### [Text block]
-------

The applied cuts are listed in the Info.txt file shipped with the data package.

Open betas are released for two purposes. First of demonstrating a product to potential consumers, and second testing among a wide user base suitable to uncover errors that a few number of testers might not find.
Beta test phase means that all features provided are ok but the product is not 'feature complete'. We will permanently extend our offers and most of all we want to listen and respond to our users.

The user selections are kept roughly 2 weeks after the expiring date. Then the selections will be removed by a cron job.
You can always use the 'resubmit' button on the 'review page' to get the same data sample unless you have deleted the request in the 'review page'.

The number of one dimensional quantities provided the user is at present 24. If the arrays EDeposit, MDeposit, GDeposit and the Arrival Times of KASCADE and GRANDE would be included in an ASCII file it would blow up the file size by roughly a factor of 500! I.e. 390 Million Events (rows) with 3000 values (columns) each . In root and HDF5 it can be put in structures to save space.

In the former KCDC realese MERIDIAN we published the particle densities/station, nornmalized to tracklength and effective detector area which is different for the two types of KASCADE array detector stations. We decided to switch to energy depoosits because we think that it makes more sense in this special case to publish a measured value than a corrected one. This offers the users the unique possibility to build their own Lateral Energy Correction Function (LECF) to recalculate the densities/station by just knowing the angle of incidence (Ze) and the effective detector area besides the deposited energy.

A click on Download button will open a context menu in your Internet browser.

     - Internet Explorer (IE) - Save target as
     - Firefox - Save link as
     - Chrome - Save link as
     - Safari - Download linked file as

Each of these options will give you the opportunity to determine the Folder location on your computer to store the file after you entered again your credentials to get access to the Server.

-------

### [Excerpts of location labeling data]

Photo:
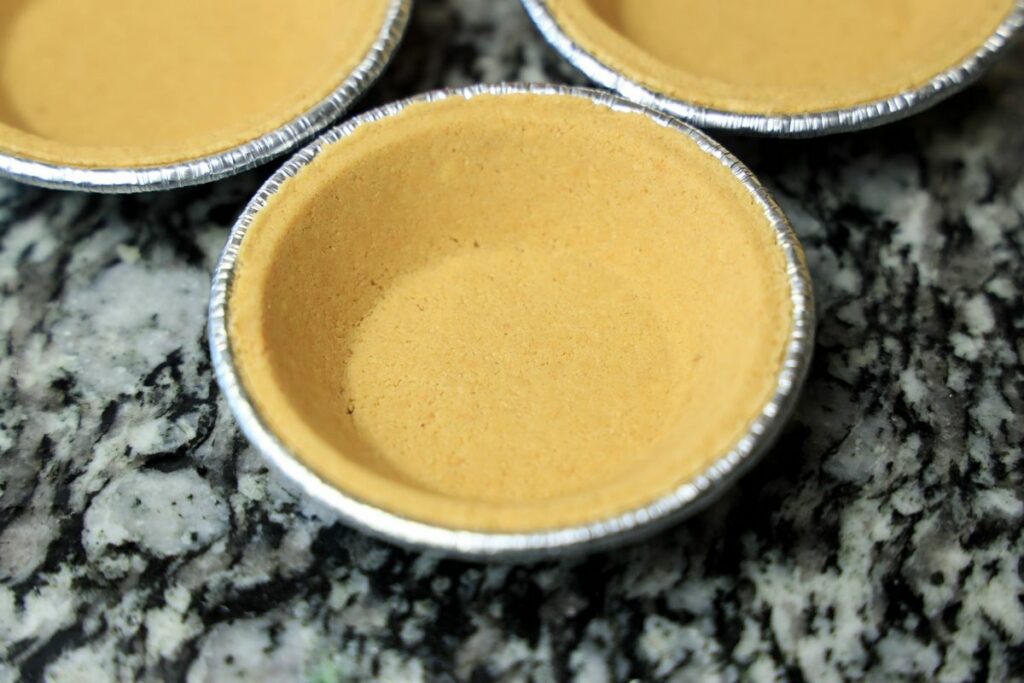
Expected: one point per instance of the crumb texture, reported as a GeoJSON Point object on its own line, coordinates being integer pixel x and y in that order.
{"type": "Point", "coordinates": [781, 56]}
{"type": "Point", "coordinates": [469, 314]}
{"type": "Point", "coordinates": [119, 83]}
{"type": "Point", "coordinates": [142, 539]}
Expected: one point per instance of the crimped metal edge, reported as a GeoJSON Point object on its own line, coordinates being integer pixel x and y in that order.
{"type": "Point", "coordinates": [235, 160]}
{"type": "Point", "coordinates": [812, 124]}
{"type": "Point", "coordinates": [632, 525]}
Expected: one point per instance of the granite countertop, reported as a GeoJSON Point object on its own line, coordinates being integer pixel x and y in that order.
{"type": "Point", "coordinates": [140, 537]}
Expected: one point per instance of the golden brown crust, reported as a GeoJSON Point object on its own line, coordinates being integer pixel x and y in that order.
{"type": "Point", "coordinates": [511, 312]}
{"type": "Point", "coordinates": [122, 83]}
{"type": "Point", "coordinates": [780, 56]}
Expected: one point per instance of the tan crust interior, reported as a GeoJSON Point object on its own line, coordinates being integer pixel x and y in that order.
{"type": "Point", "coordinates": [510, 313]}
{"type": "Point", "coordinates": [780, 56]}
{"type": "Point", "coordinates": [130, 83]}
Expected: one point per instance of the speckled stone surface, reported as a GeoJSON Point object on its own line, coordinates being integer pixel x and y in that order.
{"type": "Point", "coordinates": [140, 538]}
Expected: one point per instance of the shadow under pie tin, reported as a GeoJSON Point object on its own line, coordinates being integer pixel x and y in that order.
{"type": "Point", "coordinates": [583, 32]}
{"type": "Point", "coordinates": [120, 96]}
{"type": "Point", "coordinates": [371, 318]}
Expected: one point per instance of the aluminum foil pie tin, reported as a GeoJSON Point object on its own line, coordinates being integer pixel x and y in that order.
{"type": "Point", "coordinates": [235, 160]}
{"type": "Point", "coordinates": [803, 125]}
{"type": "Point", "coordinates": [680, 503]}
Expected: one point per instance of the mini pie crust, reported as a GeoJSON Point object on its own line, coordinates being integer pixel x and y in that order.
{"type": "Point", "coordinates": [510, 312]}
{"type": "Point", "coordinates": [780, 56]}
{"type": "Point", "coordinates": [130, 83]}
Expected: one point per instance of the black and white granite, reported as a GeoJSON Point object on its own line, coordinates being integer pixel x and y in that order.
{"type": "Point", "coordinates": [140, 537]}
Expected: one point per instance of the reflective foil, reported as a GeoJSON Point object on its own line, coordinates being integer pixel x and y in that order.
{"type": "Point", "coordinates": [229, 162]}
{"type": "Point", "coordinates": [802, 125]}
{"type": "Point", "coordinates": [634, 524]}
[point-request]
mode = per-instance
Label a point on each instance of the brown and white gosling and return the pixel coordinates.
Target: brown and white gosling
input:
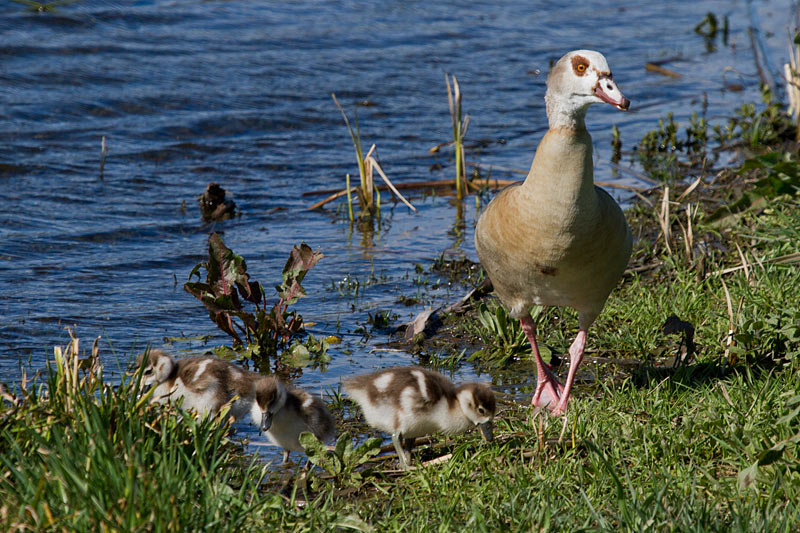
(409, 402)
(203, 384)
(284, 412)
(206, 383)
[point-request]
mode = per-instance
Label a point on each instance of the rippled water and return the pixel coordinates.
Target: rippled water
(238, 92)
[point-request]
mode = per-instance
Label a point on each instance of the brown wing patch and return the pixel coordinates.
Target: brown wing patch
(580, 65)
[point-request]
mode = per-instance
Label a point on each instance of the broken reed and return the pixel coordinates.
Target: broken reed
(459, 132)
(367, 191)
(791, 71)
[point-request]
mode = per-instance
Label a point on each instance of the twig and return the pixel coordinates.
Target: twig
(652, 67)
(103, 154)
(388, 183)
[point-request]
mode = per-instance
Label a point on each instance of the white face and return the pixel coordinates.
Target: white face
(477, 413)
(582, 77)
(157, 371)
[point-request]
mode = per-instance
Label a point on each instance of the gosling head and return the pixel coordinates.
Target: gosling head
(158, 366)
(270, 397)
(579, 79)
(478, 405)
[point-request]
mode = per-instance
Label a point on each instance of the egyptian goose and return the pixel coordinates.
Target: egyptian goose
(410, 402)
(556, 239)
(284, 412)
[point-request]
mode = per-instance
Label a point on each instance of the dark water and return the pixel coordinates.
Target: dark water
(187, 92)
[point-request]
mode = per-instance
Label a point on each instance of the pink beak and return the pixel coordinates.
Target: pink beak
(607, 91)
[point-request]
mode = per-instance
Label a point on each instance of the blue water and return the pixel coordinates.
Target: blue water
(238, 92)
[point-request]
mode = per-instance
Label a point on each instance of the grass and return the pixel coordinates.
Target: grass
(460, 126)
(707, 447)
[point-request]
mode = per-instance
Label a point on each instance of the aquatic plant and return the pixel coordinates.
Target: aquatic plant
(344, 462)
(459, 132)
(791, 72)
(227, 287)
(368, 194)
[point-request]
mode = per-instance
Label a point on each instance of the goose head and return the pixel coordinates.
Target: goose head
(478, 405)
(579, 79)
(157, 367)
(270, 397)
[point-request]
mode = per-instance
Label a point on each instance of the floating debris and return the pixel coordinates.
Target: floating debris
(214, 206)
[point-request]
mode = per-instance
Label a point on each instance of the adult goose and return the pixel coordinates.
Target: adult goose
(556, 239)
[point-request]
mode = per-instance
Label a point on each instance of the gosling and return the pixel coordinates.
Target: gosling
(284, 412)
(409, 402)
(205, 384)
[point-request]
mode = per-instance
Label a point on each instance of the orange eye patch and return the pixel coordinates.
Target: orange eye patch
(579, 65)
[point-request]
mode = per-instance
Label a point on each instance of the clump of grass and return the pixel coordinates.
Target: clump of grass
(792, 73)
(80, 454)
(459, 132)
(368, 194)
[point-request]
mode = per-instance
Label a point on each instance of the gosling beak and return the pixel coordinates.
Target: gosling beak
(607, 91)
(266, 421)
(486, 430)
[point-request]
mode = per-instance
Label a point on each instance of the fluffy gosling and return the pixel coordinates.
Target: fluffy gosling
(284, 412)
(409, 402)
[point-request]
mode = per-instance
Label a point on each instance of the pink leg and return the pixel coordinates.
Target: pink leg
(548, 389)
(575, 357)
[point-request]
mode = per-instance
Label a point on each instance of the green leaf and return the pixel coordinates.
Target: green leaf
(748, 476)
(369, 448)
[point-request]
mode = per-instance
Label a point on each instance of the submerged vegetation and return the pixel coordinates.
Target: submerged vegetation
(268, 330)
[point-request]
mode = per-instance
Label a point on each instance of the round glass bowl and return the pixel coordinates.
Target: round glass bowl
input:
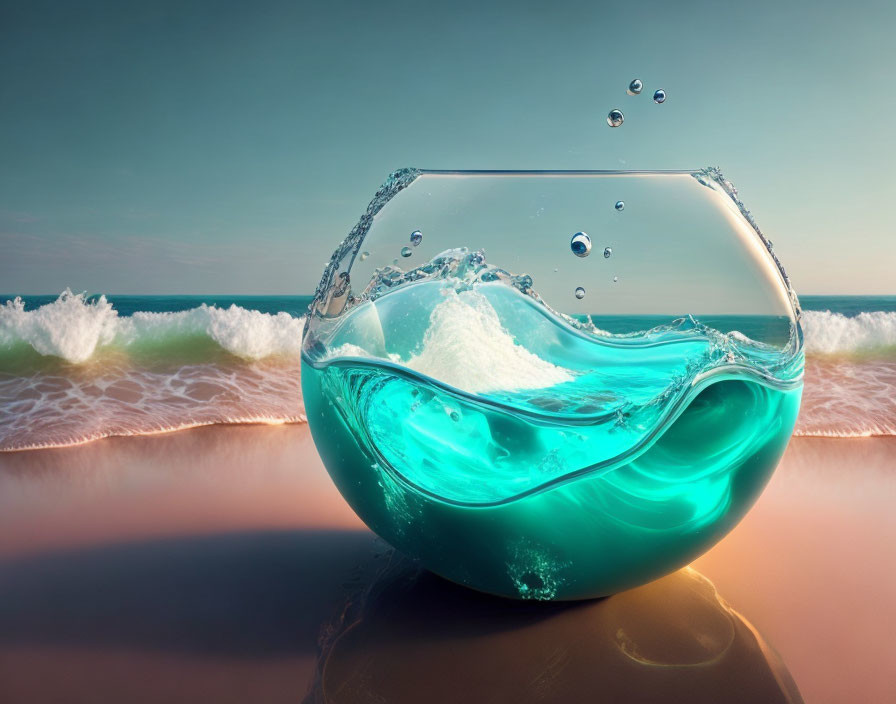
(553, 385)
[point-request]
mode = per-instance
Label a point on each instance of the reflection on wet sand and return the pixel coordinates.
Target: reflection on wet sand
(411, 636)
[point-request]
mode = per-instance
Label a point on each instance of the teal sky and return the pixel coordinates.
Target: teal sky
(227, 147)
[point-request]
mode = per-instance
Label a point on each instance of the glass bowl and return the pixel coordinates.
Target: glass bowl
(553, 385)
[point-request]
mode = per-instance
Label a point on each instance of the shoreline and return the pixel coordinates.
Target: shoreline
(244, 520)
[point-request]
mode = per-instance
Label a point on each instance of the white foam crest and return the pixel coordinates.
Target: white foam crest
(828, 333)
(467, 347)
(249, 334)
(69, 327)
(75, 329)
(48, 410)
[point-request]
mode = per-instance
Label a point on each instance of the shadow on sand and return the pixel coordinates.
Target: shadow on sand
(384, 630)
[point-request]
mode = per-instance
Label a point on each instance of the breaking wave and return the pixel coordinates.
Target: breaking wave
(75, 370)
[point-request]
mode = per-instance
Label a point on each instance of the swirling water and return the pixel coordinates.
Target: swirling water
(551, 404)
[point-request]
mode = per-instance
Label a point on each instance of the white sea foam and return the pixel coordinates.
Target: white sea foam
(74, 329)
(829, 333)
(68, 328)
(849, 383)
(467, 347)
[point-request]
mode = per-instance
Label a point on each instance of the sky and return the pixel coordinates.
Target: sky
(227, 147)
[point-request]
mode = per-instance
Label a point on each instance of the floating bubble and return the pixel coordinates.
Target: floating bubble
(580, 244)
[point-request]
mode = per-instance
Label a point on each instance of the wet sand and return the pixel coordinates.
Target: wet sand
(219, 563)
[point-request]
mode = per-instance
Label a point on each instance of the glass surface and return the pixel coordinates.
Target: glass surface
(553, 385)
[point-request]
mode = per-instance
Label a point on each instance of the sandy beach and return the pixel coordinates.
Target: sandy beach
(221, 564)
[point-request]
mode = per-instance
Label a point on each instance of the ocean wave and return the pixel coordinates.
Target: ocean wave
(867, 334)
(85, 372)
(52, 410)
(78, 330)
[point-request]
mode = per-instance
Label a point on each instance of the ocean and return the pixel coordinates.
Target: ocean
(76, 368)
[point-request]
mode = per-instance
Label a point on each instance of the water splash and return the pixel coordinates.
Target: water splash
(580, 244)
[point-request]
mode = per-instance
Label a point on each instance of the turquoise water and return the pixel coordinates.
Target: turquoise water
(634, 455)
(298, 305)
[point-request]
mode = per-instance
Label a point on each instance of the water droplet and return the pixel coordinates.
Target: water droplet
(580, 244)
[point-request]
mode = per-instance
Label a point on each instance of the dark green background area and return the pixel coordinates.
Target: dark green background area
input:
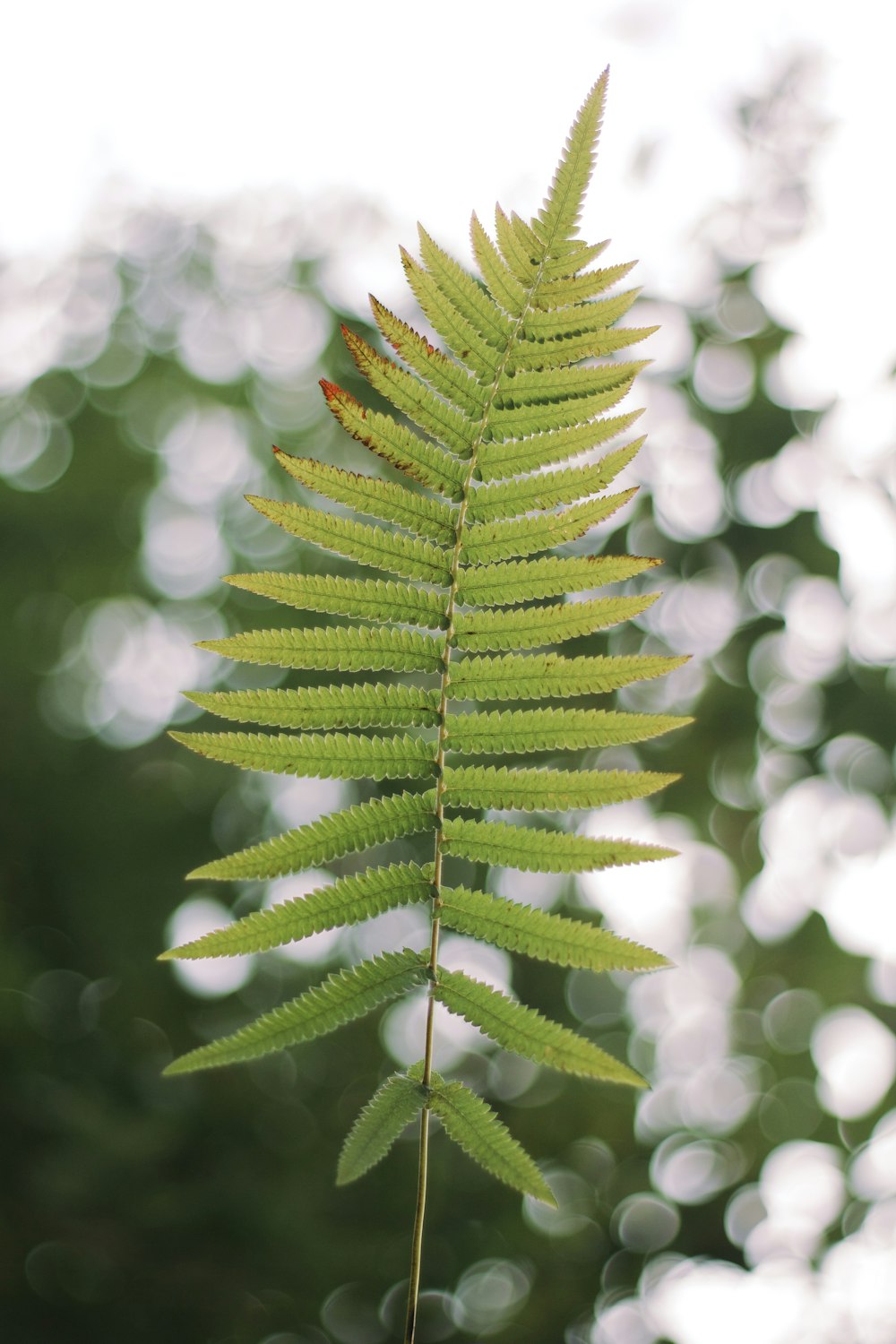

-------

### [Problem requirements]
Name every web browser mentioned in the KCDC data text above.

### [The completed task]
Internet Explorer (IE), Firefox, Chrome, Safari